INSTRUCTION 1:
According to the biography of Stéphane Tourné, from which institute did he graduate in 1984?

Stéphane Tourné

liz | September 10th, 2011 | Pages | Comments Off on Stéphane Tourné

Stéphane Tourné was born in Hussein Dey, in Algeria. Love, Simplicity, Humility and Honesty were the primary values in his family.  In 1984, he graduates from the Institute of Civil Engineering in Grenoble, France. He then moves to Paris where he starts a career as a model, that will trigger his love of travel that has become obsessional.  This passion for travel will take him to India, Mexico, Dominican Republic, Thailand, Bali, South Africa, and many more destinations.

Stéphane’s interest for photography starts growing and he starts learning during all his photoshoots. He knows he will end up to the other side of the camera. He decides to fully dedicate himself to photography in the 1990s.  During the 90s and 2000s, Stéphane works for Magazines, Advertisement Agencies, and shoots artistic shots of models.

In 1999, he falls in love with Africa and decides to settle in Dakar, Senegal.

Among the celebrities he photographs in black and white: Youssou Ndour, Tiken Jah Fakoli, Jacob Desvarieux, Frank Leboeuf, Kymani Marley, Rockmond Dunbar, Marcus Miller, Stanley Clarke.  In 2006, he is commissioned by the President of Senegal to deliver a series of photograph on Senegalese arts and crafts for an exhibit at UNESCO (Paris, May 2006).

He collaborates with international magazines and NGOs. He exports his images all over the world.

FAIR TRADE (September/October 2011)

Between 2005 and 2008, Stéphane has exhibits in Senegal in Dakar and in France in Marseille, Saint Jean de Luz and Paris for an exhibit called “ Ici l’Espoir”.  This body of work was the impetus of The Loft at Liz’s “Fair Trade” exhibit.

Tourné invites us to discover his vision of a current issue, treated in a simple and efficient manner: the Photographer presents nude bodies, sculpted and re-thought with consumption products.  This fusion between esthetic chic and real issues give a trashy sensual feel that exposes fair trade in Africa.  He also exposes pollution due to plastic in a series of photographs where he crucifies, then frees up his models with plastic.

Records from a data source:

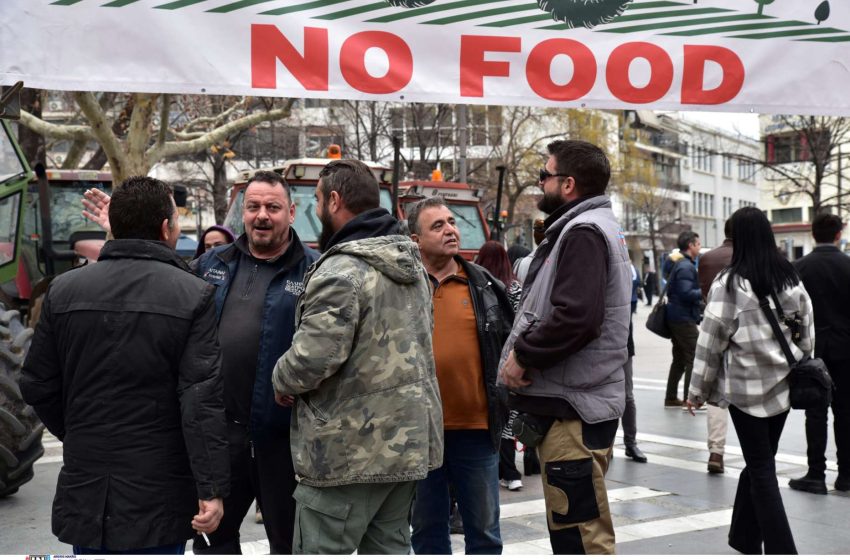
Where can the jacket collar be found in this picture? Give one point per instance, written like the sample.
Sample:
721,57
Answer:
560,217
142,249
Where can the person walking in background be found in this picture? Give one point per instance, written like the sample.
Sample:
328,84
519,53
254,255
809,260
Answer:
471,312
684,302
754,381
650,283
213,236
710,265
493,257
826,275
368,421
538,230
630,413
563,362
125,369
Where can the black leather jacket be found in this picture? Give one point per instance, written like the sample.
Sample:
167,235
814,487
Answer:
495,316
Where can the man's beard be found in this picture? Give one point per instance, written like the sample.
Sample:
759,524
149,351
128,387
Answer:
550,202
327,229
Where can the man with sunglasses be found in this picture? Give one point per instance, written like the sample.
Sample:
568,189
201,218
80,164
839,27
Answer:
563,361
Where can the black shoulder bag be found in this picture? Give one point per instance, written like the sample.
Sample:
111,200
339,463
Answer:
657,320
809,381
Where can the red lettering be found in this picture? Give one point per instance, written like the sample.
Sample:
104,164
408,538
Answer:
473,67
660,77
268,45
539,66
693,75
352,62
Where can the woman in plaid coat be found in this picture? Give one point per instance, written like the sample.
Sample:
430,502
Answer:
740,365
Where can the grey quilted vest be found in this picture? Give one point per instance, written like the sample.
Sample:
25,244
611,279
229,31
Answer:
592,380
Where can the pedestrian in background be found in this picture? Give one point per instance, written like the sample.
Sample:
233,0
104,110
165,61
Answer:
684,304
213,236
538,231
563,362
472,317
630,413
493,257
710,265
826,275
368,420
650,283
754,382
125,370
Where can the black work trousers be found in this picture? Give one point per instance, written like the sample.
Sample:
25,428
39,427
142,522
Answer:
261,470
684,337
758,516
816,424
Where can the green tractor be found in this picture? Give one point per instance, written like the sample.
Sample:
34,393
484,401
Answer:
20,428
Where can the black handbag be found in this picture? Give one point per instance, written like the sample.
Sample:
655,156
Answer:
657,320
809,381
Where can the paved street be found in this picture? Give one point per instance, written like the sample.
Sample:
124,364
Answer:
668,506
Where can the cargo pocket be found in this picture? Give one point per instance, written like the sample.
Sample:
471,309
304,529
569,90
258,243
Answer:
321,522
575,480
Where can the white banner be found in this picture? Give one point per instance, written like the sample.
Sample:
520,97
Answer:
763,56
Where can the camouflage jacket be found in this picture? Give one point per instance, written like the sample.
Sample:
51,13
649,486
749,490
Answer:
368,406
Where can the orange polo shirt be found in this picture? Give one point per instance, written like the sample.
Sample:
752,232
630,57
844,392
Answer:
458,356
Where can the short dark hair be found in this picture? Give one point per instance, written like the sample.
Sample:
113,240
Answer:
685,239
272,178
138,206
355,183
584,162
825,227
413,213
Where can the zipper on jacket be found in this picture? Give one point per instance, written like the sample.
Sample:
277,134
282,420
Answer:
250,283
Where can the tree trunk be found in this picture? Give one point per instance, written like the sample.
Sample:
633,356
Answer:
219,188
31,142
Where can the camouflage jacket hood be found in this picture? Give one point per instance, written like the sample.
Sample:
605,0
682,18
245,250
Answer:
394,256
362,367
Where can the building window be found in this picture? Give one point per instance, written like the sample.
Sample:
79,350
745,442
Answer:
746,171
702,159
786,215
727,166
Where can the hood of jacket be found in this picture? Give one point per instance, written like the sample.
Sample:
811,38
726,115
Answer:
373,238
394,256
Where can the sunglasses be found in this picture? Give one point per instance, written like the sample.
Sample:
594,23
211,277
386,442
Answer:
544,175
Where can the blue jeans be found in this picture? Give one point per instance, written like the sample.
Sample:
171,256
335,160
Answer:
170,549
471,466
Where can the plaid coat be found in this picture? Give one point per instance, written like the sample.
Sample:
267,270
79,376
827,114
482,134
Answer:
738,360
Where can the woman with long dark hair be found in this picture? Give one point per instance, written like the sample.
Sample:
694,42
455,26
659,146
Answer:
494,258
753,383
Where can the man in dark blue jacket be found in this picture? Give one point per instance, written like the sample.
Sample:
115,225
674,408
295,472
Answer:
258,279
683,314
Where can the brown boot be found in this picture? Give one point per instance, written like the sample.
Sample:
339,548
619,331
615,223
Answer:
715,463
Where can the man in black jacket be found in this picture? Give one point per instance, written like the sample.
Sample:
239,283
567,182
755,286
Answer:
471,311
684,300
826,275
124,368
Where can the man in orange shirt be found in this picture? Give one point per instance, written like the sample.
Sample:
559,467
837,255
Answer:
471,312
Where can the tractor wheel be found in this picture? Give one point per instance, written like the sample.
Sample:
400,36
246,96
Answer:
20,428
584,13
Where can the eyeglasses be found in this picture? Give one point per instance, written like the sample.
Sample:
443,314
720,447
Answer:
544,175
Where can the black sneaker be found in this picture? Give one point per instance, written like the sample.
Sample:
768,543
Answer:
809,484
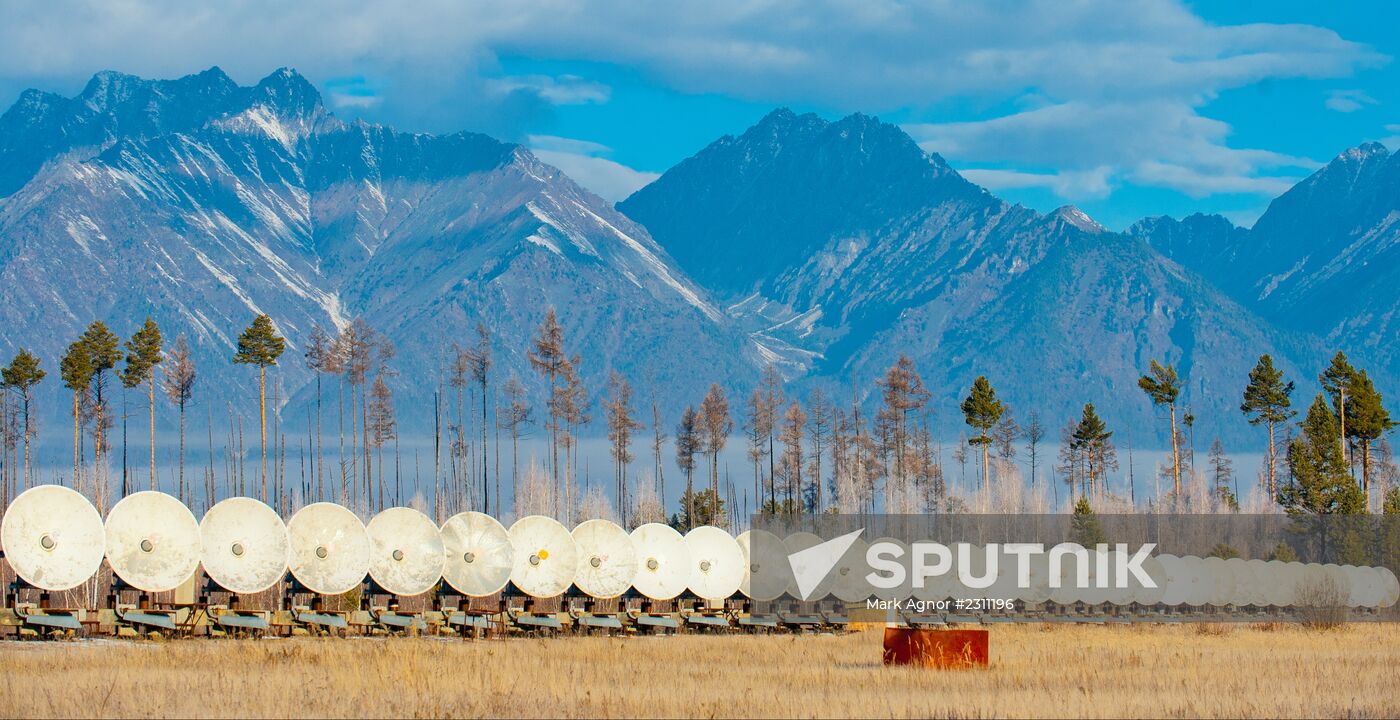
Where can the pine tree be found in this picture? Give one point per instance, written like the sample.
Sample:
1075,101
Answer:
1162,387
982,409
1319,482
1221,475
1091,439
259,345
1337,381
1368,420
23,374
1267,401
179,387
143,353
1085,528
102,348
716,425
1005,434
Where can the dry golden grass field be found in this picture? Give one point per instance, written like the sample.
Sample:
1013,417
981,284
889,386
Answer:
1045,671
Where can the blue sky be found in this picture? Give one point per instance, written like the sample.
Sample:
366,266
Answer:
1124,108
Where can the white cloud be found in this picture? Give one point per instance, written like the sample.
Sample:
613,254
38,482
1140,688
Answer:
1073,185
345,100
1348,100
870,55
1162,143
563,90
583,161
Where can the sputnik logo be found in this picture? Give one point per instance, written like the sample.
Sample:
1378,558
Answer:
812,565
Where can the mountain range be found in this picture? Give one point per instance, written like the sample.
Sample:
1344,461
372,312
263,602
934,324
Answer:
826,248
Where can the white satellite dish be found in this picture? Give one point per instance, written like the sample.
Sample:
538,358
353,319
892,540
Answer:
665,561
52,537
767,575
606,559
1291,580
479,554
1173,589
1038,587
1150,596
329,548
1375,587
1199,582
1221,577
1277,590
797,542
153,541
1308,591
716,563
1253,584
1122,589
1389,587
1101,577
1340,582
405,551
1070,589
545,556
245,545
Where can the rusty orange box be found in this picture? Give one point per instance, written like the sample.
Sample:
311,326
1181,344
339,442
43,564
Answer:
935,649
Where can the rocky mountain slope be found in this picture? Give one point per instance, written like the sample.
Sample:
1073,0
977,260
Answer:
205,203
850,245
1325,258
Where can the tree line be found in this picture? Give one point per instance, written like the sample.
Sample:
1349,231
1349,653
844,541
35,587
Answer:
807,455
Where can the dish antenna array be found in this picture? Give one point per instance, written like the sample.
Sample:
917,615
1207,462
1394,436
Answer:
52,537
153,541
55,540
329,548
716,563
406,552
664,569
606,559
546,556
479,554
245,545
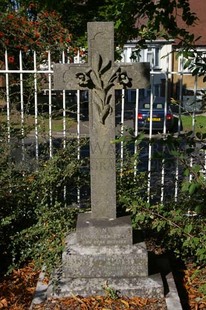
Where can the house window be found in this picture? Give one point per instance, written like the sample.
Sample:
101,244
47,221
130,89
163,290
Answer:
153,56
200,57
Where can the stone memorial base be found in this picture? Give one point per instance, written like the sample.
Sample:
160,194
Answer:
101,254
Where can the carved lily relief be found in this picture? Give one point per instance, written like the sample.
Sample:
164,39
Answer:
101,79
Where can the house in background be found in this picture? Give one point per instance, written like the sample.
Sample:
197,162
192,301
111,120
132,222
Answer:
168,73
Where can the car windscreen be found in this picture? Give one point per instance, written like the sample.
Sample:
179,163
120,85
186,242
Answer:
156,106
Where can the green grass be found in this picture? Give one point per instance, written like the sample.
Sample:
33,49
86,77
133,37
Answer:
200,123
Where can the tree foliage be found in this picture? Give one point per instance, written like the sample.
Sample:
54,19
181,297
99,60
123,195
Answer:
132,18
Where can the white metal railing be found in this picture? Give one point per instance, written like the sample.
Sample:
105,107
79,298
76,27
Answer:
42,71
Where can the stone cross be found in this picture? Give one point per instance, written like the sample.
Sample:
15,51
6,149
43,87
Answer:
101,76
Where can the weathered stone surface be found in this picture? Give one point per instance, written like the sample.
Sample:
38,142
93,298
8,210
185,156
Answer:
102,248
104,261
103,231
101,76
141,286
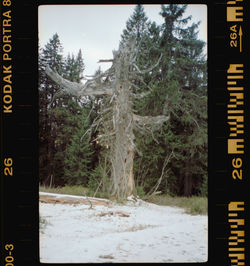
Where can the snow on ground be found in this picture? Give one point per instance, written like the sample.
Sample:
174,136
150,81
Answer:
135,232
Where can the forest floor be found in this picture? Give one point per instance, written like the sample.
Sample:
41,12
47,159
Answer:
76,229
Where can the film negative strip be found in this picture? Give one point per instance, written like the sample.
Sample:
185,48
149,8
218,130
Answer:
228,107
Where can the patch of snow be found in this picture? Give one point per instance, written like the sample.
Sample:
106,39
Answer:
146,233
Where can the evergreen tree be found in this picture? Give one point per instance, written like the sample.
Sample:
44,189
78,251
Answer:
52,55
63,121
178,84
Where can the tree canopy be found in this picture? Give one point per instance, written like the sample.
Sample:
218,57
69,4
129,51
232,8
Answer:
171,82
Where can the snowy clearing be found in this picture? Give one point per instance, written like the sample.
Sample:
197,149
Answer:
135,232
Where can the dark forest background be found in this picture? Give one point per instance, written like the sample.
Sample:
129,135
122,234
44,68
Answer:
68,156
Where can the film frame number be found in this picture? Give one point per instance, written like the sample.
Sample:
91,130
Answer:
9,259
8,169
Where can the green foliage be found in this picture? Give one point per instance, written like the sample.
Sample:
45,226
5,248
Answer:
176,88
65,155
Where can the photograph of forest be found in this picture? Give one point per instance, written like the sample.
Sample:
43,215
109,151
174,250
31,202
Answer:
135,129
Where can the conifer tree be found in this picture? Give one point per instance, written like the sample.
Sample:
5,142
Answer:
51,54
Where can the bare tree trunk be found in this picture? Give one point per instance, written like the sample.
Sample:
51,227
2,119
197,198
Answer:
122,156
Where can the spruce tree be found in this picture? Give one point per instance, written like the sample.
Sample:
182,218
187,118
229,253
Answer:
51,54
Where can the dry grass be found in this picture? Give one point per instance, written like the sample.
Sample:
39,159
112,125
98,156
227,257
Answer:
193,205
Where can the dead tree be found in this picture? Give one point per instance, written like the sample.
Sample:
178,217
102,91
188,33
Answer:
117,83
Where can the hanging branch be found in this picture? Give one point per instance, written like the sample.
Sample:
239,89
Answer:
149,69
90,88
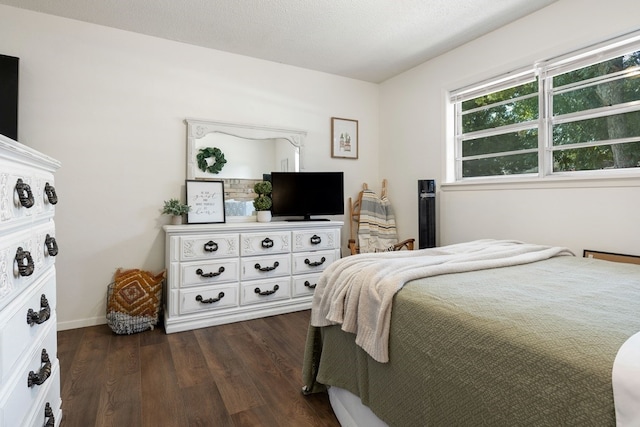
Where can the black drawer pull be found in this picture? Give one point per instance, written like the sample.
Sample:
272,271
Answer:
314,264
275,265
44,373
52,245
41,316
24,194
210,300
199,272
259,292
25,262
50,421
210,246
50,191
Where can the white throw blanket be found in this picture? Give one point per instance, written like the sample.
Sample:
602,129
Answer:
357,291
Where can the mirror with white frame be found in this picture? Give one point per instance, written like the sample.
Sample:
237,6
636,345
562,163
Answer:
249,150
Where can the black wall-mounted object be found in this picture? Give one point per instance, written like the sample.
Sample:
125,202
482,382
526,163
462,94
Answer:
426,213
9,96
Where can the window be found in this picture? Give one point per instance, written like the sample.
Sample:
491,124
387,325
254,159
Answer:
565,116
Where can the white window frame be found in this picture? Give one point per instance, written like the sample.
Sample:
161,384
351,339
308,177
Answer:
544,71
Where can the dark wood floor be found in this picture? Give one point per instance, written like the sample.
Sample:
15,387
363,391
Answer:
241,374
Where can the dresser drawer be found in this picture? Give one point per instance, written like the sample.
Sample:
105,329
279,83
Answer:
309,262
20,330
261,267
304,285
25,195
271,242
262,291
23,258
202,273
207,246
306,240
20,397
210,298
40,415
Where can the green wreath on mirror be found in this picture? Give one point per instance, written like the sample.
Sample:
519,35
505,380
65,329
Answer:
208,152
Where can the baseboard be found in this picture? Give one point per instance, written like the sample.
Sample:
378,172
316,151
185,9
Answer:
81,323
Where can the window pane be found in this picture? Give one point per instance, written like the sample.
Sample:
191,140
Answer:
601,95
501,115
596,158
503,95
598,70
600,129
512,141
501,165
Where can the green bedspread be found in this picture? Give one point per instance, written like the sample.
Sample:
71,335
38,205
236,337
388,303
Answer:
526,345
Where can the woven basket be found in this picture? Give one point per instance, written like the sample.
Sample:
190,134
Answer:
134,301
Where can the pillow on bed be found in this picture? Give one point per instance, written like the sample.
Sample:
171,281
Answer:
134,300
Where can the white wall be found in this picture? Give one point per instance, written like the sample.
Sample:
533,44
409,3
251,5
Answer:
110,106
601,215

INSTRUCTION 2:
State how many lines of the records contain the word "floor". Reply with the number only.

RIGHT ANSWER 1:
The Institute of Civil Engineering in Grenoble, France.

RIGHT ANSWER 2:
2